■ **Selected extract**

▬▬▬▬▬▬

Researchers in computer science have devised a method that can match the performance of expert-scored polysomnography with a single-lead echocardiography. In addition to streamlining an often costly and time-consuming operation, this discovery reveals a deeper relationship between the heart and the brain than previously thought.
We understand that quality sleep is just as important to survival as food and drink. Despite the fact that we sleep for one-third of our lives, it is mainly unknown to science. Not that professionals haven’t tried.
Sleep analysis, also known as polysomnography, is used to diagnose sleep disorders by recording multiple types of data, including brain (electroencephalogram or EEG) and heart (electrocardiogram or ECG). Typically, patients are hooked up to dozens of sensors and wires in a clinic, tracking brain, eye, muscle, breathing, and heart activity while sleeping. Not exactly Zzz-inducing.
But what if you could perform the same test at home, just as accurately and in real time?
Researchers have been trying for decades to find simpler and cheaper methods to monitor sleep‚ especially without the awkward cap. Our research demonstrates that this assumption is no longer valid.
Adam Jones
For the first time, computer science researchers at the University of Southern California have created a method that matches the performance of expert-scored polysomnography with a single-lead echocardiography. The open-source software enables anyone with little coding knowledge to build their own low-cost, DIY sleep-tracking gadget.
“Researchers have been trying for decades to find simpler and cheaper methods to monitor sleep‚ especially without the awkward cap,” said lead scientist Adam Jones. Jones recently got his PhD from USC. “But, so far, poor performance, even under ideal conditions, has led to the conclusion that it is impossible and that measuring brain activity is required. Our research demonstrates that this assumption is no longer valid.”
The model, which assesses sleep stages at the highest level, also significantly outperformed other EEG-less models, said the researchers, including commercial sleep-tracking devices. “We wanted to develop a system that addresses the limitations of current methods and the need for more accessibility and affordability in sleep analysis,” said Jones.
The study, published June 2024 in the journal Computers in Biology and Medicine, was co-authored by Laurent Itti, a professor of computer science and Jones’ advisor, and Jones’ longtime collaborator, Bhavin R. Sheth, a USC alumnus and electrical engineer at the University of Houston.

▬▬▬▬▬▬

■ **Recorded information**
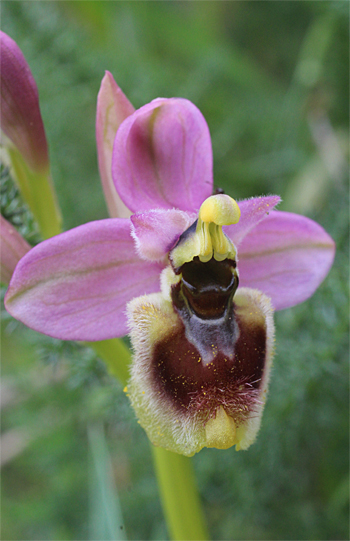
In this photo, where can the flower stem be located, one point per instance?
(176, 480)
(38, 192)
(180, 499)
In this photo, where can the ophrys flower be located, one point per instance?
(193, 277)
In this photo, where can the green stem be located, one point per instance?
(176, 480)
(38, 192)
(179, 495)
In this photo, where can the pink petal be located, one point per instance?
(253, 211)
(286, 257)
(162, 157)
(12, 248)
(20, 114)
(112, 108)
(156, 232)
(75, 286)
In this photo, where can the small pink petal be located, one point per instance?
(75, 286)
(112, 108)
(157, 231)
(253, 211)
(162, 157)
(12, 248)
(286, 256)
(20, 114)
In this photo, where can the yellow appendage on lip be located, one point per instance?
(221, 431)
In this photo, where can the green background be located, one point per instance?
(271, 78)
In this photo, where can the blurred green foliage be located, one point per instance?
(271, 78)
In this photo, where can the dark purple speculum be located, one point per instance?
(216, 356)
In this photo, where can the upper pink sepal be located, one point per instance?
(253, 211)
(286, 257)
(12, 248)
(113, 107)
(20, 114)
(162, 157)
(75, 286)
(157, 231)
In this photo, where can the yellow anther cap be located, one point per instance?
(220, 209)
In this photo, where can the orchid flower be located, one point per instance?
(193, 277)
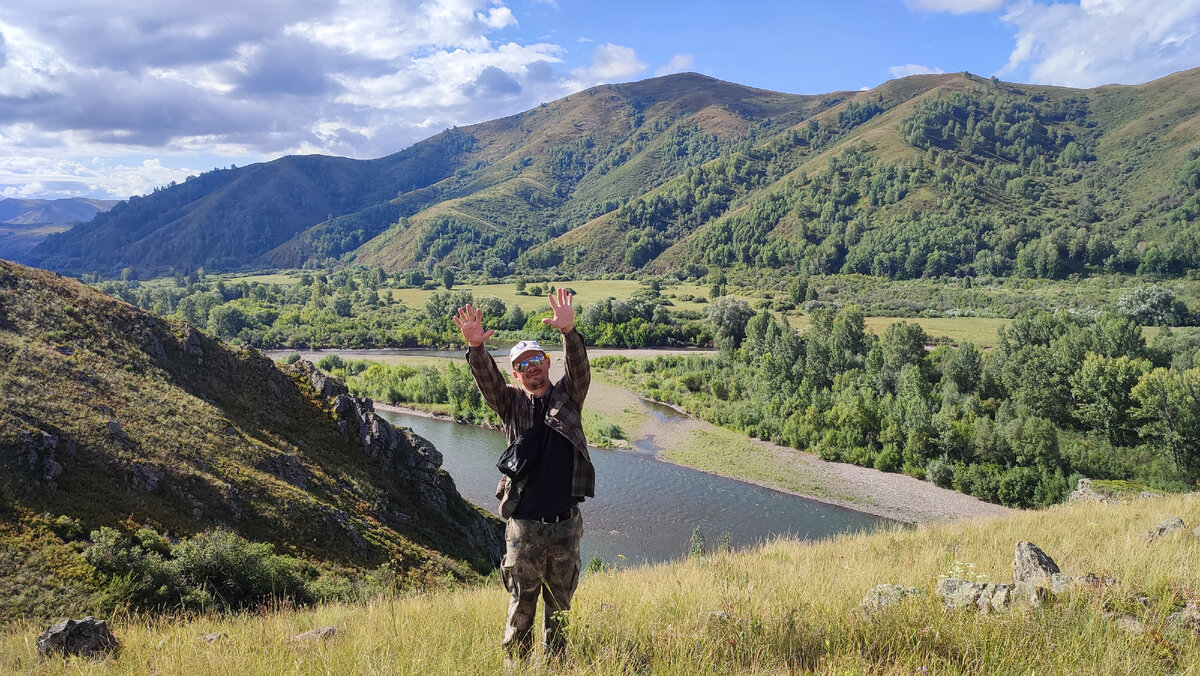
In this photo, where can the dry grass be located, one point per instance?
(780, 608)
(979, 330)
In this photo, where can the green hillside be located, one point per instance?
(784, 608)
(115, 418)
(922, 177)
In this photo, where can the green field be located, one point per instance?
(979, 330)
(268, 279)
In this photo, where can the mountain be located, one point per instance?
(925, 175)
(114, 417)
(508, 184)
(25, 222)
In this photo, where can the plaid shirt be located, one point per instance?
(564, 413)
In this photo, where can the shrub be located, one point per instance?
(330, 363)
(940, 472)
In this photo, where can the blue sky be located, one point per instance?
(103, 102)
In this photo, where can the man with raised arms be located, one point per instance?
(541, 507)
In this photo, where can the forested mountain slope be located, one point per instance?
(505, 184)
(927, 175)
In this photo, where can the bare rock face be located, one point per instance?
(1164, 528)
(41, 448)
(1032, 566)
(287, 468)
(145, 478)
(1085, 492)
(84, 638)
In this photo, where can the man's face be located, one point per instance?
(531, 372)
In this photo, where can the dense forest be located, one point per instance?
(1061, 396)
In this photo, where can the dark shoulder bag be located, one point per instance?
(525, 452)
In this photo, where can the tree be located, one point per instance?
(964, 368)
(443, 304)
(1103, 390)
(1168, 404)
(1152, 306)
(515, 317)
(729, 316)
(226, 321)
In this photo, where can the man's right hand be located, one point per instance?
(471, 322)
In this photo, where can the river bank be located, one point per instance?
(701, 446)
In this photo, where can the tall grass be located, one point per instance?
(784, 606)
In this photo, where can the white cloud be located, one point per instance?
(678, 64)
(955, 6)
(912, 70)
(1103, 41)
(69, 177)
(610, 63)
(258, 79)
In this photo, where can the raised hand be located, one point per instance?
(564, 311)
(471, 322)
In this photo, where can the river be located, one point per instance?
(646, 509)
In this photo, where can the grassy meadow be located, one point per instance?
(784, 606)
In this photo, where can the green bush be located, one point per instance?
(940, 472)
(330, 363)
(219, 568)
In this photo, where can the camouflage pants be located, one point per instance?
(543, 560)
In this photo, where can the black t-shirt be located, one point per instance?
(547, 491)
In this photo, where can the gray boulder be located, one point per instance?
(1187, 618)
(1032, 566)
(84, 638)
(989, 597)
(1164, 528)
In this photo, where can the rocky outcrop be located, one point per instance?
(1085, 492)
(989, 597)
(1164, 528)
(318, 634)
(409, 460)
(40, 449)
(886, 596)
(287, 468)
(84, 638)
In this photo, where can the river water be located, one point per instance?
(645, 509)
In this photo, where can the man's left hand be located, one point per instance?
(564, 311)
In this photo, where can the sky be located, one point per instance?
(109, 100)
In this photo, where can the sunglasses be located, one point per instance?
(535, 360)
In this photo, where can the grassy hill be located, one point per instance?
(786, 606)
(113, 417)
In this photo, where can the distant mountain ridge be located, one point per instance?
(923, 175)
(27, 222)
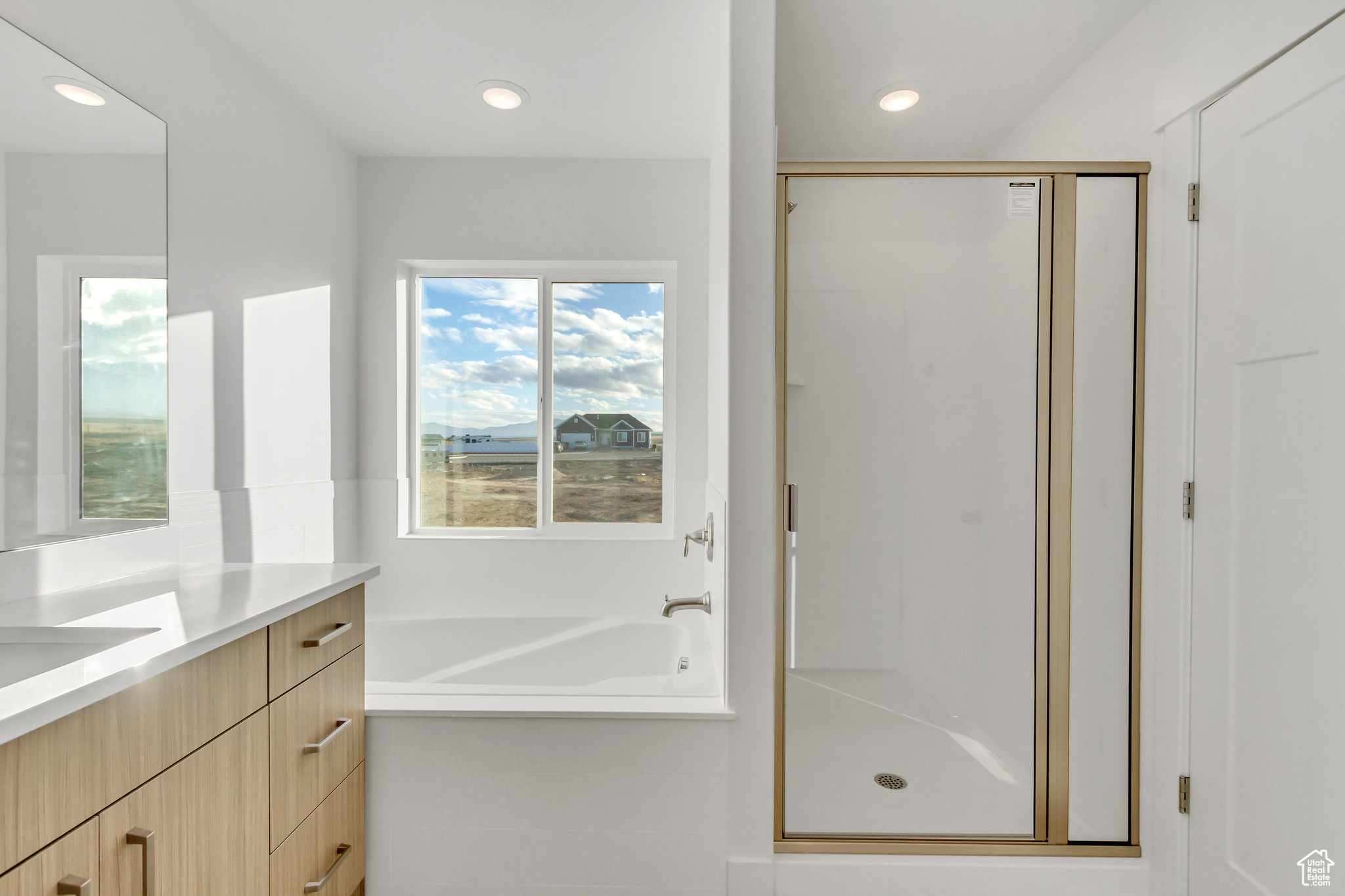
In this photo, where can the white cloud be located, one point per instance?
(483, 399)
(514, 370)
(517, 295)
(607, 333)
(575, 292)
(612, 378)
(508, 339)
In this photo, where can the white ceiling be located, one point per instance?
(608, 78)
(37, 119)
(984, 66)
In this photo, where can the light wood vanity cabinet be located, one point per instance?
(317, 740)
(57, 777)
(206, 820)
(208, 777)
(69, 865)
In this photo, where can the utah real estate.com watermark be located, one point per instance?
(1317, 868)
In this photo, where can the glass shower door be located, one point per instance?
(912, 441)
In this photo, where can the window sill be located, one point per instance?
(581, 532)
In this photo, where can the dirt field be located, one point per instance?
(608, 486)
(125, 471)
(590, 486)
(479, 494)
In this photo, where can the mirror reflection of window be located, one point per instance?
(123, 398)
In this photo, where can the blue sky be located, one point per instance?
(124, 347)
(479, 350)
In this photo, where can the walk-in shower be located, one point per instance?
(959, 393)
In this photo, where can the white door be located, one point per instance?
(1269, 581)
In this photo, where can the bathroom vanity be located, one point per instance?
(186, 731)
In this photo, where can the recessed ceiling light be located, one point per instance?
(74, 91)
(899, 100)
(899, 97)
(502, 95)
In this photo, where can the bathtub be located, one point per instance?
(542, 667)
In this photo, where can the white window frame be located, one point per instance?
(546, 273)
(60, 286)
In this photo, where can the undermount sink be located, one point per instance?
(30, 651)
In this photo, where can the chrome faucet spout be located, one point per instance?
(673, 605)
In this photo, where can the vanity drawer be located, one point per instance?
(72, 860)
(311, 748)
(202, 824)
(313, 639)
(310, 853)
(54, 778)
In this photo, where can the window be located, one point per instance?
(123, 394)
(529, 386)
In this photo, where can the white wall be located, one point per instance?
(752, 477)
(260, 202)
(490, 805)
(526, 210)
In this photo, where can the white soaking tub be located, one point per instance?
(542, 667)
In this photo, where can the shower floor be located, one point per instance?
(847, 726)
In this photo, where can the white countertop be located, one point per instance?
(195, 609)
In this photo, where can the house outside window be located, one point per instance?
(498, 351)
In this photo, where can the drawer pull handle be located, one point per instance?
(73, 884)
(314, 885)
(342, 725)
(342, 628)
(142, 837)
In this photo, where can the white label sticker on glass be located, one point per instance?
(1023, 198)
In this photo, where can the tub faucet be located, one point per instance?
(673, 605)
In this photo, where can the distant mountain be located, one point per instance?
(512, 431)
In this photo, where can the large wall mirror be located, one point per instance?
(84, 314)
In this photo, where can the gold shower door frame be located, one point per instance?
(1055, 459)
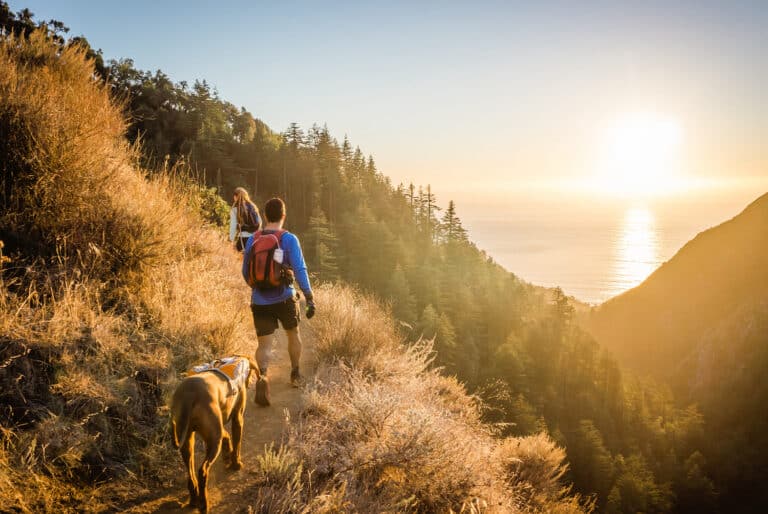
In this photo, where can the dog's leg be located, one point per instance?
(212, 449)
(237, 432)
(188, 456)
(226, 447)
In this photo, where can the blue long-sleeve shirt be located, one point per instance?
(293, 258)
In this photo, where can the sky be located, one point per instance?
(476, 98)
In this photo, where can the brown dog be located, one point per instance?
(204, 402)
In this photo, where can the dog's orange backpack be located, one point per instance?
(264, 272)
(235, 369)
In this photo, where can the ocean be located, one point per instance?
(593, 249)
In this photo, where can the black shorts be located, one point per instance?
(265, 317)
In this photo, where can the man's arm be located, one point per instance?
(297, 264)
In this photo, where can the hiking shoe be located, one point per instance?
(296, 379)
(262, 392)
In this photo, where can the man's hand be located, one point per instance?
(310, 307)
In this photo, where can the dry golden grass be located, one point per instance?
(115, 284)
(381, 431)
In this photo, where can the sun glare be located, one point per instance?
(640, 155)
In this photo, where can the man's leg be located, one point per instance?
(294, 347)
(264, 352)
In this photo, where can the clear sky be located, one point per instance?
(469, 96)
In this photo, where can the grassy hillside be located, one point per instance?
(115, 283)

▬▬▬▬▬▬

■ **Your objective**
According to the sleep-tracking article, in which journal was the study published? The data come from a separate source unrelated to the sleep-tracking article.

■ **Written answer**
Computers in Biology and Medicine